▶ _Supplied text_:
Occasionally I badly want to make a webpage on a certain topic, but I never get around to it so I stop and say: "Forget it for now then. Make a forum post about it, so it at least has some sort of publicity, and you can worry about the webpage later" This is one of those times.
LOSC stands for Low Organizational Survival Communities. Without trying to look for an authoritative definition for it on the internet, I'm just going to give my own interpretation.
A LOSC is a community more adaptable to survive lots of basic exigencies like riots, floods, government shutdowns, and droughts, fires, famines . . . etc. They don't ensure everyone's survival. They just optimize survivability with general intuition and some organization.
LOSCS, unlike typical communities, don't immediately try to correct the problem by desperately trying to get back "in the network." Sure, they will take donations, but they respond to the catastrphe by saying "ok, supposing we're alone in this, how do we work together to work through this?"
If you have a lot of LOSCs out there in the world, you have less enslavement. Because they don't need a hierarchy. They are an independent node. They are not motivated by greed or rebellion. They are motivated by simple survival strategies.
We have 8 areas that help to govern how a LOSC operates. We also have 6 main ranks. Here are the ranks in order, and the 8 areas. The ranks and areas are not produced to make a "star trekky" fun appeal. They are with basic survival in mind and trying to adapt to typical human psychological adaptation. Simplify the problem, make people get it quickly.
RANK 0: Yes there's a rank 0. These are members of the community that cannot realistically contribute to the solution pragmatically. This system ensures that everyone has a rank regardless of their status. Rank 0 belongs to two specific categories: Those in care, and those under arrest. Either the community member is not able bodied enough to do anything particularly useful to the group (and we are only talking about "useful" pragmatically right now. They may yet have use in terms of inspiration, storytelling, etc). The other qualification is those that may be physically capable, but deemed untrustworthy until such a time that they are deemed once again trustworthy. A lot of different factors can contribute to someone categorizing Rank 0. But it should be less of a careful catologuing system and more of an intuitive concensus. "Popular opinion thinks this person needs to go rank 0. Ergo: They are 0"

▶ _Collected data_:
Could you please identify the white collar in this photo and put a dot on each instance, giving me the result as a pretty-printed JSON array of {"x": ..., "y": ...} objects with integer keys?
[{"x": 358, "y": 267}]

▶ _Tasks_:
a) In the LOSC post, what does LOSC stand for?
b) Please reproduce a passage of the LOSC post verbatim, starting at the words that have "LOSC stands for" and ending after "and some organization.".

▶ _Solutions to the problems_:
a) Low Organizational Survival Communities

b)
LOSC stands for Low Organizational Survival Communities. Without trying to look for an authoritative definition for it on the internet, I'm just going to give my own interpretation.
A LOSC is a community more adaptable to survive lots of basic exigencies like riots, floods, government shutdowns, and droughts, fires, famines . . . etc. They don't ensure everyone's survival. They just optimize survivability with general intuition and some organization.